* Given task:
Reproduce the listing below verbatim, starting at the line that contains "For each instance of the seal mouth" and continuing through the final line of the listing, both inclusive.

======

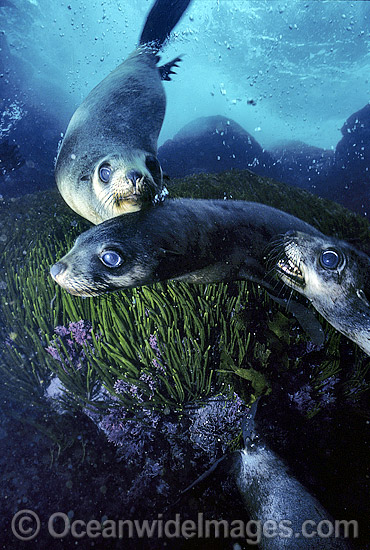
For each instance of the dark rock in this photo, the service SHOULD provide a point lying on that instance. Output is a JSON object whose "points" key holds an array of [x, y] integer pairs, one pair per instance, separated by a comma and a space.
{"points": [[349, 179], [211, 145], [300, 164]]}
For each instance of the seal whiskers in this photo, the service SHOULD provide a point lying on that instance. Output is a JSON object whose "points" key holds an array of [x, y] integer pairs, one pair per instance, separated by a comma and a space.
{"points": [[110, 146]]}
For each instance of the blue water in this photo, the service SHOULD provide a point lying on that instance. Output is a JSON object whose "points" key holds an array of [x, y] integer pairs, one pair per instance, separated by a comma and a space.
{"points": [[305, 64]]}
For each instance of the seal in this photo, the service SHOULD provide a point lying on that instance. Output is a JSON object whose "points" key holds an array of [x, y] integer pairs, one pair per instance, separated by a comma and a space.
{"points": [[197, 241], [273, 497], [333, 275], [107, 163]]}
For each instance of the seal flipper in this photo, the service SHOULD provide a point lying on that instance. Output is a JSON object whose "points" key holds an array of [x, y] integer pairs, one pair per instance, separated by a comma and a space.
{"points": [[160, 21], [165, 70]]}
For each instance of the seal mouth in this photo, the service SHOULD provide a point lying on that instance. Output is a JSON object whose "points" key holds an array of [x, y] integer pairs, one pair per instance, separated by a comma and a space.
{"points": [[118, 199], [287, 269]]}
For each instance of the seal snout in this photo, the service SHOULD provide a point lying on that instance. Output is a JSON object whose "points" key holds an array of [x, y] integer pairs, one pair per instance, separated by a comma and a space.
{"points": [[134, 176], [57, 269]]}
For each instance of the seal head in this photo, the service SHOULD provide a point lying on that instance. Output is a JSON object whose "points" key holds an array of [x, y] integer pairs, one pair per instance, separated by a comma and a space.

======

* Solution for this task:
For each instance of the seal mouth in this photo, the service SHOULD provide a point lying on that instance. Output is a JSON object whose "points" key holds an array of [x, y] integer pairs, one pair per instance, separated by a comma and a space.
{"points": [[118, 199], [287, 269]]}
For each instance of the seal snout in this photo, the service SHOULD provide a point lying on that instance. Output is a JSON object whose "points" key holds an array of [x, y] integer pairs, one pair per instance, separated by a comma and a space.
{"points": [[134, 176], [57, 269]]}
For each instance of the seal head in this photo, the service SHOULD provide a point lying on that instance. Output is a JSON object whose "points" key holds an array of [x, y] integer pairs, one pair per instance, separated by a comma and a space.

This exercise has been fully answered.